* **AIM OF THE EXERCISE**
Copy every one of the records below word for word, but leave out the pictures.

* **MATERIAL PROVIDED**
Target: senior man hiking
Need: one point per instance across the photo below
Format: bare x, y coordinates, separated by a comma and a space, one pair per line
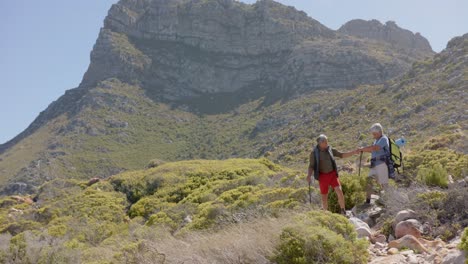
322, 164
379, 159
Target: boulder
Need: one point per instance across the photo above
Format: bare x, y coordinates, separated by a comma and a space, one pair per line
93, 181
454, 257
408, 241
362, 228
408, 227
404, 215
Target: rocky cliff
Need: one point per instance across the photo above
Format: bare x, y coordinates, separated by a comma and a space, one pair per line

* **RESULT FOR THIS TASK**
Target: senior man hiking
Need: one point per instance across the photo below
Format: bare x, y coordinates, separated by a comma and a space, one pair per line
322, 164
379, 159
Target: boulder
Need: one point per instance across the photo above
Format: bare x, y coordinates, separated by a comma and a space, one pair per line
93, 181
454, 257
408, 241
362, 228
408, 227
404, 215
Target: rocky cliff
Need: one point per instance across the photo above
Format: bare x, y coordinates, separated by a comma and a space, one pair per line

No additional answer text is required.